Rewrite the records from the first line up to and including the line with "(1054, 663)", swapping "outstretched arm" for "extended arm" and keeping everything else the same.
· · · · · · ·
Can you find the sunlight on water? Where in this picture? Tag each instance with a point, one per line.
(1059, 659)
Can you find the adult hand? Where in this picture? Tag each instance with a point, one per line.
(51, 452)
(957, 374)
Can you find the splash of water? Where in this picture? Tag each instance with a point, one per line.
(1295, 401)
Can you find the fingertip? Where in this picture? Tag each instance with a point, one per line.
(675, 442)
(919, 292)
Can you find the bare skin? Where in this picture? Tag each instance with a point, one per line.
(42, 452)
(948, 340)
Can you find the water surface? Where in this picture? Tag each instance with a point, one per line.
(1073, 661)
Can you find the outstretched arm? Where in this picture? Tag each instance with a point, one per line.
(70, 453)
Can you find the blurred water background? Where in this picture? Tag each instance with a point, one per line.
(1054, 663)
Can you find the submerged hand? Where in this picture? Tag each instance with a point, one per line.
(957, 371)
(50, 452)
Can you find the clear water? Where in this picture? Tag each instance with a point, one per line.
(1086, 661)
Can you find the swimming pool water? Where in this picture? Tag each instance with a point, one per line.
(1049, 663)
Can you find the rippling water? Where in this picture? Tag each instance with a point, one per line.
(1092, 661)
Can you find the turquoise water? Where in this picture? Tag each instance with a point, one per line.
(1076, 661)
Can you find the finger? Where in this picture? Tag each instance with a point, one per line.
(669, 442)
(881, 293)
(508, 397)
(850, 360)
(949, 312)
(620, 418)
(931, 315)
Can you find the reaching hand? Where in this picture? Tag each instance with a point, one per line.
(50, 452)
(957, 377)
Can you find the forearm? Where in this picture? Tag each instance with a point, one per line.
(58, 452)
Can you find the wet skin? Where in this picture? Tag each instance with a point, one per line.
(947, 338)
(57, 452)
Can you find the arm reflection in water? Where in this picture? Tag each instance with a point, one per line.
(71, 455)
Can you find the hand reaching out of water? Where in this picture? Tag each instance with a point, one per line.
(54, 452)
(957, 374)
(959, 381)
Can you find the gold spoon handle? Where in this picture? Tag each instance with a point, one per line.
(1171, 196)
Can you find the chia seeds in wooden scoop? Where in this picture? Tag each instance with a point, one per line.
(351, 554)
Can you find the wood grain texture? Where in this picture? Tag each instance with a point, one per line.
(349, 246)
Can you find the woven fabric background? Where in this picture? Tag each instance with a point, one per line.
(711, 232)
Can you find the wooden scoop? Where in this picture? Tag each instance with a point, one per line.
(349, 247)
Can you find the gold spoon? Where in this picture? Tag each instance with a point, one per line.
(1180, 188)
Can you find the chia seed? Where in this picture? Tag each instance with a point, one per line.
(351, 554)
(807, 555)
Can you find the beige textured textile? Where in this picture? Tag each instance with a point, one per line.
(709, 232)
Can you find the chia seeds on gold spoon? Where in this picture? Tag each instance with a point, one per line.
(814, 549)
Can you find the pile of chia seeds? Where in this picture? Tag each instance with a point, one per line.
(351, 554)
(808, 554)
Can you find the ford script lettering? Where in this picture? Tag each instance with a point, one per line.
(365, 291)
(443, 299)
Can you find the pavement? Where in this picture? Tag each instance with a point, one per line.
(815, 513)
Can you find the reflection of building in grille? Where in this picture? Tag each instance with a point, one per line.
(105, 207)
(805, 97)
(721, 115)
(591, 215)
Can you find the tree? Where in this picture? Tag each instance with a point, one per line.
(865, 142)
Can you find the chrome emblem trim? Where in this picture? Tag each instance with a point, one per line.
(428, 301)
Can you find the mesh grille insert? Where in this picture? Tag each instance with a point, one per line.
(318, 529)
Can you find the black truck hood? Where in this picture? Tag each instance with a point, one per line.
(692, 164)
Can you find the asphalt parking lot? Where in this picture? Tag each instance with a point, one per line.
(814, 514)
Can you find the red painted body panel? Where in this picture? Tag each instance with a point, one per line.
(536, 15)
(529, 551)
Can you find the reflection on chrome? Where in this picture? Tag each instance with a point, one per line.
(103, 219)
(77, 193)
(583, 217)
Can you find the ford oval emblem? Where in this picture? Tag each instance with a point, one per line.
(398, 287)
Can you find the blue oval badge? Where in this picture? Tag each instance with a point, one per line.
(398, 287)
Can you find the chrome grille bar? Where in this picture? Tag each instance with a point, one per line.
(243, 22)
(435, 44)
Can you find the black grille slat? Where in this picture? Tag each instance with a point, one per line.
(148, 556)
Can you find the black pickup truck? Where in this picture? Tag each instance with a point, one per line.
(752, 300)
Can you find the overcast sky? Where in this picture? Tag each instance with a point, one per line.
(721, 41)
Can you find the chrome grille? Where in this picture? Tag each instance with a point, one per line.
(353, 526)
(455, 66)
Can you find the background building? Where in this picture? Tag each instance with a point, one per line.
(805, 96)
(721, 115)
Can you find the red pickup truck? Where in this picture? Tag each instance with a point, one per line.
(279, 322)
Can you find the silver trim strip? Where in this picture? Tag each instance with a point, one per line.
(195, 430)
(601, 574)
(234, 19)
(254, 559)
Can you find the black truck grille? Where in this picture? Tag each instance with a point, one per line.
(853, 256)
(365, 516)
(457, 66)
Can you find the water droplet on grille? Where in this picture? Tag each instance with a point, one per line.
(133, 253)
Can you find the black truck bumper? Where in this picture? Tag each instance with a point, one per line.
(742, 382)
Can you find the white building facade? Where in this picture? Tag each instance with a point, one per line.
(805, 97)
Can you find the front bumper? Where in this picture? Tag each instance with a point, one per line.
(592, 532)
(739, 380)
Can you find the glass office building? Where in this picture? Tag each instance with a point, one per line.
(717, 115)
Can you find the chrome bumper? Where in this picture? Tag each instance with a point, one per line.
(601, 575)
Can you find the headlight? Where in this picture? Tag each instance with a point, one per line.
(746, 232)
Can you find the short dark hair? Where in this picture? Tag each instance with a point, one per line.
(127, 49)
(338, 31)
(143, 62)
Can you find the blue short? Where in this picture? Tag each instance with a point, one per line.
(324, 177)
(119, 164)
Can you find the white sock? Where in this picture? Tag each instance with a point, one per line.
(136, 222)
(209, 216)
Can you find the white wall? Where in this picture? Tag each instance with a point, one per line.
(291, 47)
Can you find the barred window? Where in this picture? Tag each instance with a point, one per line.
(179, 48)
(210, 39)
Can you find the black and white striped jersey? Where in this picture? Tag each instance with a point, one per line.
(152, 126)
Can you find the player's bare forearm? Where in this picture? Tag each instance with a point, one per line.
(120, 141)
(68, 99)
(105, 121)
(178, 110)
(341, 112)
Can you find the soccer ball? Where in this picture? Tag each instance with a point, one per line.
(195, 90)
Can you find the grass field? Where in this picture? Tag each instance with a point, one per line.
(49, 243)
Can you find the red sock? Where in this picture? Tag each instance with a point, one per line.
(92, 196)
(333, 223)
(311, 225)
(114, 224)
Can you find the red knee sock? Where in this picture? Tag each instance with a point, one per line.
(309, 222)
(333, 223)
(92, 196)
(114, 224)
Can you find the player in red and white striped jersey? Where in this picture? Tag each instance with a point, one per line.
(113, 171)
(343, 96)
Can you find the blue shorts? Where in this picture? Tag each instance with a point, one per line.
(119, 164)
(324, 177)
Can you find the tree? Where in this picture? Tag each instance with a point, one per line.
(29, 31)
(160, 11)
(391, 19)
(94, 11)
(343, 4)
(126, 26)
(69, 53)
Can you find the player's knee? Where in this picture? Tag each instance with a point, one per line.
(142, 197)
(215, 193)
· · · · · · ·
*THE RESPONSE:*
Can you find the sunlight on water? Where in this picture? Tag each instance with a point, one per line.
(1059, 659)
Can you find the adult hand? Where in this picture? Tag each instance with a point, one per line.
(51, 452)
(957, 374)
Can you find the splash of water? Where in this picture? Tag each instance with a point, one per line.
(1295, 401)
Can you find the fingertip? Where in this picture? Tag each instance with a point, one per line.
(675, 442)
(919, 292)
Can you find the bare skin? Where in this picture? Tag each instance with a point, one per line.
(42, 452)
(948, 340)
Can you find the water surface? Where in this picture? Tag each instance with a point, one per line.
(1073, 661)
Can you find the extended arm? Where in this picture? Tag each instance with a point, one per line.
(70, 453)
Can you find the blurred water background? Where in this picture? Tag each instance with a point, one per line.
(1054, 663)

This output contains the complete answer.